(What you need to do):
- a) In the account of becoming a webmaster, what month and year did the writer technically become one?
- b) Extend the account of becoming a webmaster, picking up right after its final sentence.
=== Reading text ===
Technically I’ve been a webmaster since December of 2001. I’ve been writing web pages for years, but posting to CompuServe’s ‘Our World’ or AOL’s ‘Hometown’ is a far cry from running your own domain. By the same token, as this last couple of months has taught me, running your own domain is a far cry from running your own web server.

When I decided in late 2001 to go into the ‘big leagues’ and register a domain name and buy space on a web host that didn’t force pop-up ads onto its visitors and gave CGI access, I was happy as a clam. Having seen roughly 50 or 60 security bullitens for IIS over the years, and only a handful for ftpd, apache, and open-ssl, I decided going linux was probably safer than going Windows.

I knew some command line Unix from exposure at my work, but still thought it was a big deal when I used vi to edit files on the host instead of FTPing them back and forth from my Windows workstation. I had been writing Perl scripts at work to do simple things like read from databases, do searches and sorts, etc. The transition to doing webmaster work on a Linux server was pretty smooth, and it was a long while before the hacker in me started craving more.
=== Dataset excerpt ===
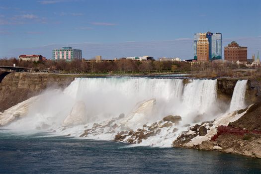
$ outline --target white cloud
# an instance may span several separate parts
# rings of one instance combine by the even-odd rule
===
(Responses to the exercise):
- a) December of 2001.

- b)
I had built up some content on my previous host, AOL (why I wanted to leave AOL should be self-explanatory, so I won’t bother discussing it here), so I had more to offer than a chili-recipe/picture-of-cat web page. I spent a lot of time retooling the pages, and started work on what would be the atengine to add a simple navigation banner and uniform layout to all my rantings. That work, and my continued study of Perl and Linux/Unix kept me busy for awhile. I branched out a little and learned emacs and toyed a little with lisp, and at work I took over admin duties for a small Unix server whose old admin had left the company. That’s worth a little sidebar.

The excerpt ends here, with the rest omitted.